◆ **Task to carry out**: Rewrite the entries from the line containing "Identify each instance of the green house with" through the last entry, inclusive, with "porch post" renamed to "porch column" and everything else left unchanged.

***

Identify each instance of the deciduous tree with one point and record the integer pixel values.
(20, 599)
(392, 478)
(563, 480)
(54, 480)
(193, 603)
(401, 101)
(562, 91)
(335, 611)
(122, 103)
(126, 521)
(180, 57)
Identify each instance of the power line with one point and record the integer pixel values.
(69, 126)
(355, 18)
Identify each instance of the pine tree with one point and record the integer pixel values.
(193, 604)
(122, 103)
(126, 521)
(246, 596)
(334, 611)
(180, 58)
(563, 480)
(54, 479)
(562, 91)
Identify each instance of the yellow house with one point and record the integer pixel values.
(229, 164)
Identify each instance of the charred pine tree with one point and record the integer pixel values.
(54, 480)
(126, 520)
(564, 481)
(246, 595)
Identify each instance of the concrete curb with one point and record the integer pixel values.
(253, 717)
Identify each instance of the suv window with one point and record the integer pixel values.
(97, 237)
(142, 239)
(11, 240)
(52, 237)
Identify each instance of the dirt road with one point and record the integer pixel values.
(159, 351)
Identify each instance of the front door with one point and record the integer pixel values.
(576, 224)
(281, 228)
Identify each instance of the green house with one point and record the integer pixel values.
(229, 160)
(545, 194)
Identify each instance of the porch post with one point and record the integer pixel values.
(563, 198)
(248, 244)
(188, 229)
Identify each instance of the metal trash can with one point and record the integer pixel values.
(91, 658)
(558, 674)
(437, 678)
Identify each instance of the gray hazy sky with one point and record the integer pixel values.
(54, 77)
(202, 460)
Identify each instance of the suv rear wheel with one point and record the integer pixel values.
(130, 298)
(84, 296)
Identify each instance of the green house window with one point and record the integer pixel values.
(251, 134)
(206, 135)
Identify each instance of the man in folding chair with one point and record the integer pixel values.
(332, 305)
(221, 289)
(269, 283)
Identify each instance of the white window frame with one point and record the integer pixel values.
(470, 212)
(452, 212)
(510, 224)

***

◆ **Task solution**:
Identify each instance of the green house with one point and record the integer pixel values.
(229, 160)
(545, 194)
Identify each instance of the porch column with one point and record the integer pixel values.
(563, 198)
(248, 244)
(188, 229)
Identify each instance of the metal trash can with one point and record the integer pixel values.
(91, 658)
(558, 674)
(437, 678)
Identify each instance of the gray hazy sky with one point and record the integer pixel values.
(54, 77)
(202, 460)
Identify each instance of the suv rear wheel with one point and record the integer pixel values.
(130, 298)
(84, 296)
Identify each instance of the green house window with one point and record the integer pixel values.
(251, 134)
(206, 135)
Identify each instance of the man in folding chair with one point and record the integer pixel values.
(332, 305)
(221, 289)
(269, 283)
Identify each instance of the white window frame with one point and record the integer pixel values.
(470, 212)
(452, 212)
(510, 224)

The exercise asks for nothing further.